### Entries on locating named things
- - - - - - -

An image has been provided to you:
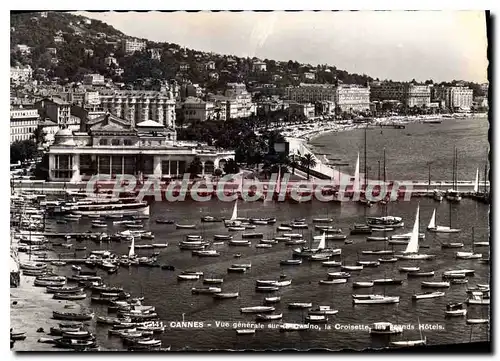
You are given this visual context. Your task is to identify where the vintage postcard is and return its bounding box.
[10,10,491,352]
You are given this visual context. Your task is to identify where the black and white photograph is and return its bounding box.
[9,9,493,353]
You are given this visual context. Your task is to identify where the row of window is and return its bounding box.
[10,127,37,135]
[10,118,38,127]
[99,139,133,146]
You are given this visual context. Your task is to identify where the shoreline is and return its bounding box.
[283,113,488,182]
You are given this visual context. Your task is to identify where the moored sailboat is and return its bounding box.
[396,205,435,260]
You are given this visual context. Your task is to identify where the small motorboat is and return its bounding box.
[407,271,434,278]
[288,302,312,309]
[177,274,200,281]
[240,306,275,313]
[175,223,196,229]
[191,287,222,295]
[340,265,363,271]
[352,281,374,288]
[412,291,445,300]
[203,278,224,285]
[444,303,467,317]
[156,218,175,224]
[441,242,464,249]
[236,328,255,335]
[420,281,450,288]
[212,292,240,300]
[305,314,328,323]
[308,306,339,315]
[398,266,420,272]
[280,259,302,266]
[321,261,342,267]
[465,318,490,325]
[328,272,351,279]
[264,296,281,303]
[319,278,347,285]
[255,313,283,321]
[373,278,403,286]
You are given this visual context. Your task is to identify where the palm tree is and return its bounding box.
[300,153,316,180]
[31,127,44,145]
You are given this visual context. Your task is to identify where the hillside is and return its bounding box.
[7,12,380,91]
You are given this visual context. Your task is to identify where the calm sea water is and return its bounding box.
[311,118,489,181]
[42,119,489,350]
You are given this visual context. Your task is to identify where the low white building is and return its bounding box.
[10,106,40,143]
[182,97,214,122]
[83,74,105,85]
[48,114,234,181]
[10,65,33,82]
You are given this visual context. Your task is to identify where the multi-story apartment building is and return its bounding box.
[252,61,267,72]
[285,83,336,103]
[122,39,146,54]
[370,82,431,107]
[434,86,473,111]
[83,74,104,85]
[335,84,370,113]
[148,48,161,60]
[10,106,40,143]
[182,97,214,122]
[288,102,315,119]
[35,97,71,128]
[10,65,33,82]
[224,83,256,119]
[404,84,431,108]
[370,81,405,102]
[99,89,175,128]
[15,44,31,55]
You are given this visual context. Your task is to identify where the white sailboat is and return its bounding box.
[391,318,427,347]
[224,199,241,227]
[128,237,135,258]
[427,208,461,233]
[396,205,435,260]
[230,200,238,221]
[474,168,479,193]
[353,152,360,194]
[455,227,483,259]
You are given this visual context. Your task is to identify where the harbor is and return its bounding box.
[11,112,490,351]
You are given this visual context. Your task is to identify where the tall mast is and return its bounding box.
[484,152,488,196]
[365,124,368,191]
[384,147,391,217]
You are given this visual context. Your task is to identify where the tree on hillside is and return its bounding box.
[10,140,38,163]
[186,157,203,175]
[300,153,316,180]
[224,159,240,174]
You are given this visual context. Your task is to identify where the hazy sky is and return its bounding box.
[79,11,488,82]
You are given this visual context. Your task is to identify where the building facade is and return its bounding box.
[10,107,40,143]
[122,39,146,54]
[182,97,214,122]
[224,83,255,119]
[335,84,370,113]
[83,74,104,85]
[252,61,267,72]
[99,89,175,127]
[35,98,71,128]
[48,114,234,181]
[434,86,473,111]
[288,102,315,119]
[403,84,431,108]
[370,82,431,108]
[285,83,336,103]
[10,65,33,82]
[370,82,405,102]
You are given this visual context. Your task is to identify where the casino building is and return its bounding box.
[47,113,234,182]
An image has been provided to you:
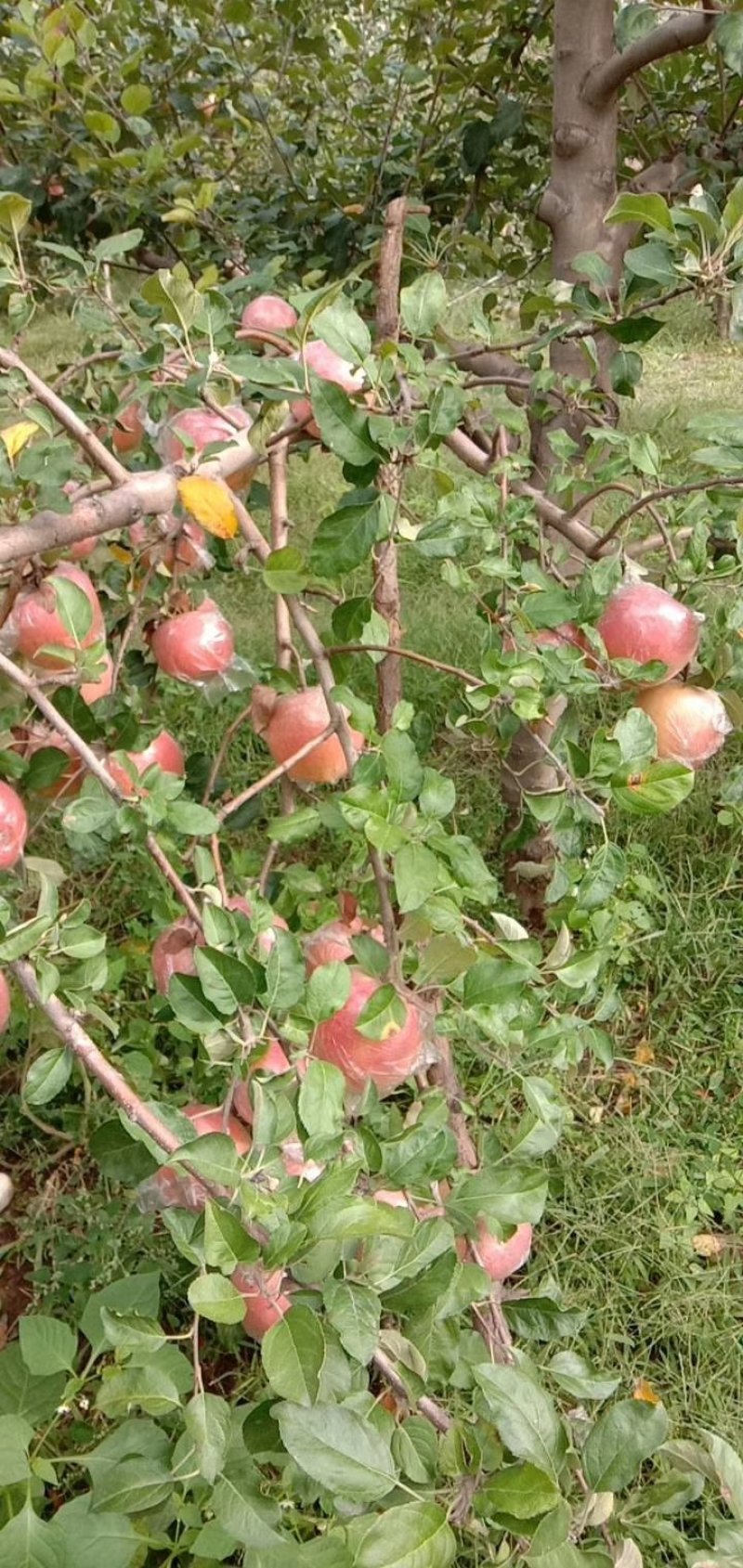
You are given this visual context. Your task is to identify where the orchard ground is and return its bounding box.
[0,294,743,1445]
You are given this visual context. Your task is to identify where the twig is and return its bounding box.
[0,348,130,485]
[232,496,399,970]
[373,199,408,733]
[268,441,294,817]
[216,719,337,822]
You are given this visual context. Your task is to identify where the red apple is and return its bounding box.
[111,403,144,456]
[310,969,424,1095]
[157,403,255,491]
[13,562,103,669]
[0,969,11,1035]
[0,779,28,872]
[636,680,732,769]
[108,729,185,795]
[80,649,113,703]
[232,1040,292,1127]
[240,295,299,343]
[150,599,235,685]
[251,685,365,784]
[472,1220,533,1281]
[232,1263,292,1339]
[597,582,704,680]
[152,919,203,996]
[303,914,385,976]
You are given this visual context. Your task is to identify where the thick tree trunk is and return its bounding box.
[531,0,617,489]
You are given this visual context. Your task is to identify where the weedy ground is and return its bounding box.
[0,294,743,1445]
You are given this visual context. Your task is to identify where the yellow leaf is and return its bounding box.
[632,1377,660,1405]
[0,419,39,462]
[178,473,239,539]
[691,1231,725,1259]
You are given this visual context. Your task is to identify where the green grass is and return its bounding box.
[1,296,743,1480]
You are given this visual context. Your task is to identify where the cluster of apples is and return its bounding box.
[138,897,533,1339]
[516,582,732,769]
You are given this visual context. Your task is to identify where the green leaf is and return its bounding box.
[19,1314,77,1377]
[100,1306,168,1352]
[168,799,219,839]
[264,546,306,594]
[23,1046,75,1106]
[265,930,304,1010]
[0,1502,61,1568]
[395,844,447,914]
[324,1279,381,1366]
[356,985,408,1040]
[604,191,675,234]
[0,1416,33,1486]
[381,729,424,799]
[298,1047,346,1138]
[203,1199,260,1275]
[611,762,696,817]
[304,960,351,1028]
[399,273,449,337]
[80,1272,160,1354]
[121,82,152,114]
[183,1394,232,1486]
[189,1273,244,1324]
[93,1457,173,1513]
[83,110,121,146]
[312,295,372,366]
[308,371,381,469]
[210,1455,283,1549]
[274,1404,397,1502]
[476,1465,560,1520]
[260,1306,324,1405]
[96,1366,180,1420]
[547,1350,619,1399]
[583,1399,668,1491]
[0,1343,68,1427]
[308,495,383,577]
[447,1163,547,1234]
[194,947,262,1017]
[474,1366,567,1484]
[0,191,33,235]
[351,1502,456,1568]
[702,1432,743,1520]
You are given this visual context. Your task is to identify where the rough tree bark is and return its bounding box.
[503,0,716,924]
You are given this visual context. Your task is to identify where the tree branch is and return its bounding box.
[583,0,720,109]
[0,348,130,485]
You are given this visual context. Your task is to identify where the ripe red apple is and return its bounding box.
[111,403,144,456]
[636,680,732,769]
[240,295,299,343]
[138,1104,251,1213]
[472,1220,533,1281]
[13,562,103,669]
[232,1263,292,1339]
[503,621,588,654]
[228,894,289,952]
[13,724,85,801]
[80,649,113,703]
[152,919,203,996]
[157,403,255,491]
[597,582,704,680]
[0,969,11,1035]
[108,729,185,795]
[303,914,385,976]
[251,685,365,784]
[0,779,28,872]
[303,337,365,394]
[150,599,235,685]
[310,969,424,1095]
[232,1040,292,1127]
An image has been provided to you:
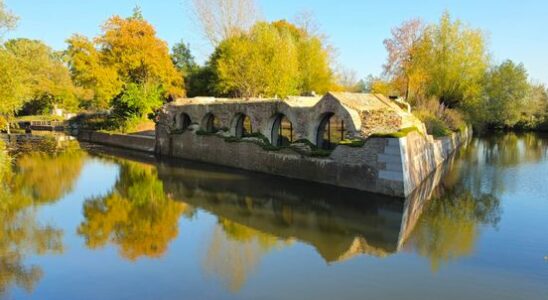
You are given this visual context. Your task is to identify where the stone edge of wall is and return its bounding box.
[398,127,472,196]
[77,130,156,153]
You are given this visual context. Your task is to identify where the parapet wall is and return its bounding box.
[156,93,470,197]
[157,126,469,197]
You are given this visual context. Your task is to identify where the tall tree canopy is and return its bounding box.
[192,0,259,46]
[4,38,78,113]
[211,21,333,97]
[482,60,529,126]
[384,12,489,107]
[67,7,184,115]
[0,0,19,35]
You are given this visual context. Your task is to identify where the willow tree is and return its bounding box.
[192,0,259,46]
[213,23,299,97]
[0,0,25,133]
[383,19,426,99]
[67,35,122,109]
[423,12,489,108]
[210,21,334,97]
[273,20,335,95]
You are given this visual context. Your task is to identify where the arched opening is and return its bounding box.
[316,113,346,150]
[271,114,293,147]
[179,113,192,130]
[202,113,221,133]
[234,114,253,138]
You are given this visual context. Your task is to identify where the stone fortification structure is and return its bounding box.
[156,93,468,197]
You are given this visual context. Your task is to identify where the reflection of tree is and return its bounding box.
[78,161,189,260]
[204,217,279,292]
[16,140,85,203]
[408,183,501,270]
[0,138,85,296]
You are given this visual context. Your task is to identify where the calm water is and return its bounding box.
[0,134,548,299]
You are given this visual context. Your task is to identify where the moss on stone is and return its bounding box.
[339,139,365,148]
[371,126,420,138]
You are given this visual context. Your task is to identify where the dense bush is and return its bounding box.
[414,98,466,137]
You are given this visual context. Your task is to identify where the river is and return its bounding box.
[0,133,548,300]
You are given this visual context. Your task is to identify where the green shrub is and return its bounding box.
[371,126,420,138]
[413,98,466,137]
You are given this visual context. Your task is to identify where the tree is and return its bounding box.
[0,0,19,36]
[0,0,25,134]
[171,41,198,77]
[424,12,489,110]
[4,38,78,113]
[95,11,184,97]
[0,47,28,134]
[273,19,335,95]
[210,21,334,97]
[484,60,530,127]
[78,161,191,260]
[383,19,426,99]
[212,23,299,97]
[67,35,123,109]
[192,0,259,47]
[337,67,363,92]
[67,7,185,125]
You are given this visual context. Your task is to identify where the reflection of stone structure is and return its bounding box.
[153,154,450,262]
[156,93,468,197]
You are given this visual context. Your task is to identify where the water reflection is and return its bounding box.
[0,139,85,296]
[4,134,548,296]
[78,160,192,260]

- - - - - - -

### TO DO
Turn the lines from the line with "bark is and return its bounding box." up to and including the line with "[0,0,19,35]" into a two-column CSV with the columns text and box. Give one row for each line's wording together with its answer, put each in one quoted field with line breaks changed to spaces, and leave the pictures out.

### RESPONSE
text,box
"You are given this visual context. Your task is to identify where the rough tree bark is and return its bounding box.","[503,0,716,924]"
"You are given this visual context. Your task is to identify where the tree branch is and return its bounding box.","[583,0,720,109] [0,348,130,485]"
"You are given this visual context. Your task is to identify where the ripe red apple is and return its bounding box.","[111,403,144,456] [636,680,732,769] [240,295,299,343] [138,1104,251,1213] [472,1220,533,1281] [13,562,103,669] [232,1263,292,1339] [503,621,588,654] [228,894,289,952] [13,724,85,801] [80,649,113,703] [152,919,203,996] [157,403,255,491] [597,582,704,680] [0,969,11,1035] [108,729,185,795] [303,914,385,976] [251,685,365,784] [0,779,28,872] [303,337,365,394] [150,599,235,685] [310,969,424,1095] [232,1040,292,1127]"
"An image has been provided to you: You are given this visual context. Your task is to identify where the stone edge of wall is and return its bounding box.","[398,127,472,196] [77,130,156,153]"
"You are given this visual context. Your task is to identify where the parapet wall is and return its bounding box.","[156,93,470,197] [157,126,469,197]"
"You are given this visual context. Your task is to identify where the tall tree canopy is and return its bounding box.","[192,0,259,46] [4,38,78,113] [211,21,333,97] [482,60,529,126] [384,12,489,107] [67,7,184,115] [0,0,19,35]"